It's the Day of Pentecost and lots of wrong ideas are floating around Christendom about the Holy Spirit, who he is and what he does and how he does it. Many of them are simply phantom-like, supernatural, but so mysterious that the Holy Spirit cannot even be defined. It is important, then, on this Day of Pentecost, that we examine carefully what the Scriptures say of the Holy Spirit and his work. Our short Gospel reading helps us focus on all of this when Jesus said, "As the Scripture has Said."

The Day of Pentecost is all about the coming of the Holy Spirit just as Jesus had promised before his crucifixion. On the 50th day after his resurrection Pentecost happened. The word Pentecost means 50th, the fiftieth day after Jesus rose from the dead. Fifty days after Passover the Jews celebrated Pentecost, also known as the Feast of Weeks. It was the day when the first-fruits of the wheat harvest were presented to God. Today, in our congregation we are also presenting the first-fruits of our offerings for the 150th anniversary of our congregation. It is certainly fitting and appropriate that we are taking this special offering of our first-fruits today. While this was not the feast that Jesus was celebrating in our reading today-he was celebrating the Feast of Tabernacles in memory of Israel living in tents in the wilderness-this has been one of the appointed Gospel readings for Pentecost because our Lord was talking about the coming of the Holy Spirit.

Forty-eight years ago Hermann Sasse, a prominent German Lutheran theologian, wrote a letter to Lutheran pastors lamenting the fact that modern Christians seek the Holy Spirit where he isn't found. It is a danger that has threatened the Christian Church throughout the ages. Sasse wrote:

"We seek the Holy Spirit where He is not to be found when we take it as self-evident that the way our church is developing is altogether due to the guidance of the Holy Spirit" [We Confess the Church, p. 20].
The Holy Spirit, then, should get blamed for an awful lot of what is wrong in Christianity today! Calling error and the approval of error the work of the Holy Spirit is what often happens, but it is really blasphemy against God to attribute the approval of error to the guidance of the Holy Spirit. Rather, one should say that such persons have been guided by their own fallible spirits or, worse yet, by a spirit that is neither holy nor from God!

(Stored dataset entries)
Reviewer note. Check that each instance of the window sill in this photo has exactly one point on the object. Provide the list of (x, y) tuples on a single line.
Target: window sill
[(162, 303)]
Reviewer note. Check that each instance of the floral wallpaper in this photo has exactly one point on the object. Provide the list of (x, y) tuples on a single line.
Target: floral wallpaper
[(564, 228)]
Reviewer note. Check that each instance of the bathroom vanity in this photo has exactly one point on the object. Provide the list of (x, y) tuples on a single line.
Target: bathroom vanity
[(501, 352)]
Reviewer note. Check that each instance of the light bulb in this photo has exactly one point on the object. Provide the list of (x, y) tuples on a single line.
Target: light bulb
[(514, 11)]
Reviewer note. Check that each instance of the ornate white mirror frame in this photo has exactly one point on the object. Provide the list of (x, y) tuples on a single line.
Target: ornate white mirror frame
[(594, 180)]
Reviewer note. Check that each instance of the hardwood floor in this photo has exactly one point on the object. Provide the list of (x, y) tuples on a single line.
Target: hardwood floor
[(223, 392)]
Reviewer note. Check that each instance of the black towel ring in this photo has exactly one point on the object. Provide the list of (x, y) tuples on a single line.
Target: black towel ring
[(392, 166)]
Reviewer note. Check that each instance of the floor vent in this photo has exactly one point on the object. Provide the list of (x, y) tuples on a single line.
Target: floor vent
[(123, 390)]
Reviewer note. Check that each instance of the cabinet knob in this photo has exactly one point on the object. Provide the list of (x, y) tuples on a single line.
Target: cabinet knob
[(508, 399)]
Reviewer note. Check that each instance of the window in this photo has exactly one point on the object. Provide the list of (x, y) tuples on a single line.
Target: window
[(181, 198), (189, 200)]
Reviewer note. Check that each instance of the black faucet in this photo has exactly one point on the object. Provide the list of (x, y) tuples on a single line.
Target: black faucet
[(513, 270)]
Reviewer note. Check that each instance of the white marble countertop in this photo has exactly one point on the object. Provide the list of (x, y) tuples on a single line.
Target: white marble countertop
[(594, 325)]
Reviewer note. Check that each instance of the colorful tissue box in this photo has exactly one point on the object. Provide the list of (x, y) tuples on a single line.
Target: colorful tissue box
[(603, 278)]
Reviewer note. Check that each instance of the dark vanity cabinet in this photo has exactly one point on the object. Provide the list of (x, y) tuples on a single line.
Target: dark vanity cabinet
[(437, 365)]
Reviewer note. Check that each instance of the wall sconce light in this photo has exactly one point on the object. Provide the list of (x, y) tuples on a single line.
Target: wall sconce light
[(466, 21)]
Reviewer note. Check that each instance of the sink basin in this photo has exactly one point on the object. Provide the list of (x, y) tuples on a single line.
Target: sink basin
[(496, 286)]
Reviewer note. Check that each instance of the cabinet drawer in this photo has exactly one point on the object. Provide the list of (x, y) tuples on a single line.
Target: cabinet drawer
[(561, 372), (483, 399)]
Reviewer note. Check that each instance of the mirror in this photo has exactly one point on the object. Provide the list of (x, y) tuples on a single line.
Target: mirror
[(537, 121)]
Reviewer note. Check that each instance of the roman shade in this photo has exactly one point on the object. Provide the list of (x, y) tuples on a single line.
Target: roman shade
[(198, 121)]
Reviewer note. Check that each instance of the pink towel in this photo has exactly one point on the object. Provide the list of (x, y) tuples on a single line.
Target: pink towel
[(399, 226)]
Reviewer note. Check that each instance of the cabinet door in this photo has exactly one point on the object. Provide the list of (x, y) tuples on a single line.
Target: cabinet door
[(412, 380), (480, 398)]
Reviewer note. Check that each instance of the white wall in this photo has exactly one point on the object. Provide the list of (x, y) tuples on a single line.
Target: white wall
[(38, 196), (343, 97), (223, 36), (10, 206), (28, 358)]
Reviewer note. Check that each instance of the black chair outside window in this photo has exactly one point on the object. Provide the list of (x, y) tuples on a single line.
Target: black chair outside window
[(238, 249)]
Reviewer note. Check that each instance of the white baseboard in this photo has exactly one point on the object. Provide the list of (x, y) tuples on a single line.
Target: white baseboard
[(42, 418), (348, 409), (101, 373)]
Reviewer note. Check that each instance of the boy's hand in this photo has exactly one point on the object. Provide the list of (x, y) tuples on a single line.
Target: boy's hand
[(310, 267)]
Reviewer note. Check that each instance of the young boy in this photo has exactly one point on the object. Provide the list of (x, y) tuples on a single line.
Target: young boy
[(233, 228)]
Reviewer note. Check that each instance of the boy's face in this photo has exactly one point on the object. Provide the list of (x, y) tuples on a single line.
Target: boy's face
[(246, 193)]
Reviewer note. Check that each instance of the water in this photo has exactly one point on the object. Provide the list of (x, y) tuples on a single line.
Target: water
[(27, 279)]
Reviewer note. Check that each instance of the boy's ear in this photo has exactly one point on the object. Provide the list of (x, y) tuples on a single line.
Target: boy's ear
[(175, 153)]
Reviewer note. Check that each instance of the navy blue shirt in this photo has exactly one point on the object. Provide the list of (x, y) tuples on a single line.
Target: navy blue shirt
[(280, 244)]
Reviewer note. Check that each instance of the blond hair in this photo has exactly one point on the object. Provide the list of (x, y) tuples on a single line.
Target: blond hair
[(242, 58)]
==
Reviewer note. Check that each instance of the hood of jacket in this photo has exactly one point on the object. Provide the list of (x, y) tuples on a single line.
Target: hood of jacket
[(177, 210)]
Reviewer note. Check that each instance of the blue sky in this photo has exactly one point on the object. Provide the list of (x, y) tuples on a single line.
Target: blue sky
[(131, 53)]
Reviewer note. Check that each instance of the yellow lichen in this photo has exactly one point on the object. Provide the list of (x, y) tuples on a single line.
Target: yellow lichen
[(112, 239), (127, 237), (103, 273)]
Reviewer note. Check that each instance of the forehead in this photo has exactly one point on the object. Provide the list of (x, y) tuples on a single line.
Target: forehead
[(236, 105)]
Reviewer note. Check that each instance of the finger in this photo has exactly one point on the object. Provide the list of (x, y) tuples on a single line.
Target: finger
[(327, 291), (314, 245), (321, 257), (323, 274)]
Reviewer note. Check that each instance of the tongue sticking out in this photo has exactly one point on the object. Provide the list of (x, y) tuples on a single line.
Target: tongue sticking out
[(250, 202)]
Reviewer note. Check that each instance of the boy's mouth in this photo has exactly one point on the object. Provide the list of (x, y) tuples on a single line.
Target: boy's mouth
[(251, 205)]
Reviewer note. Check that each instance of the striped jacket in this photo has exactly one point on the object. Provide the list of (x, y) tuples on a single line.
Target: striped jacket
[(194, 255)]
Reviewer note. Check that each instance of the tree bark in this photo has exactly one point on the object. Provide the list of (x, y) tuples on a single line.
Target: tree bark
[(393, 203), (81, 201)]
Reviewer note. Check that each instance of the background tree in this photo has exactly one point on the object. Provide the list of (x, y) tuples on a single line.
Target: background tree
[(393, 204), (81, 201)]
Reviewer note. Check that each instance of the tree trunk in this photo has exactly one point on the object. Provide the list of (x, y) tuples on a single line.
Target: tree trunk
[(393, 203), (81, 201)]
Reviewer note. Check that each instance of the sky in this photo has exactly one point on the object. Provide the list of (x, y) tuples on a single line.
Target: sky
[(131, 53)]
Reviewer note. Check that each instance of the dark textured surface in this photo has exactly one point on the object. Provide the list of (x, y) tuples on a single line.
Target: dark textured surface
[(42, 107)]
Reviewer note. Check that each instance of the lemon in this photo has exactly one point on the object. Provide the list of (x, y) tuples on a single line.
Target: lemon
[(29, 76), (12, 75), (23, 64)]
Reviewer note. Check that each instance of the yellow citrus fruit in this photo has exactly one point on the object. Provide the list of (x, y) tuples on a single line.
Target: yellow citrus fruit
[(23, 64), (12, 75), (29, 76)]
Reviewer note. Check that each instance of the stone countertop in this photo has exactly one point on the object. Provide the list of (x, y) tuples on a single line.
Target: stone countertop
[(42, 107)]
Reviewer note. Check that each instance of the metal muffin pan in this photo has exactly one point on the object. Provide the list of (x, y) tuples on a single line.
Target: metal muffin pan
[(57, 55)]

- [EXERCISES TO COMPLETE]:
1. Answer these questions from the Pentecost sermon:
(a) What does the word Pentecost mean?
(b) Which feast was Jesus celebrating in the Gospel reading?
(c) How many years ago did Hermann Sasse write his letter to Lutheran pastors?
2. For each statement, say whether it agrees with the Pentecost sermon, and quote the words that decide it:
(a) The Jews also called Pentecost the Feast of Weeks.
(b) The congregation is marking its 100th anniversary.
(c) Hermann Sasse was a Catholic theologian.
Use only the sermon text, not the entries.

- [PROBLEM SOLUTIONS]:
1.
(a) It means 50th, the fiftieth day after Jesus rose from the dead.
(b) He was celebrating the Feast of Tabernacles.
(c) He wrote it forty-eight years ago.

2.
(a) Yes: "Fifty days after Passover the Jews celebrated Pentecost, also known as the Feast of Weeks."
(b) No: "the first-fruits of our offerings for the 150th anniversary of our congregation."
(c) No: "a prominent German Lutheran theologian."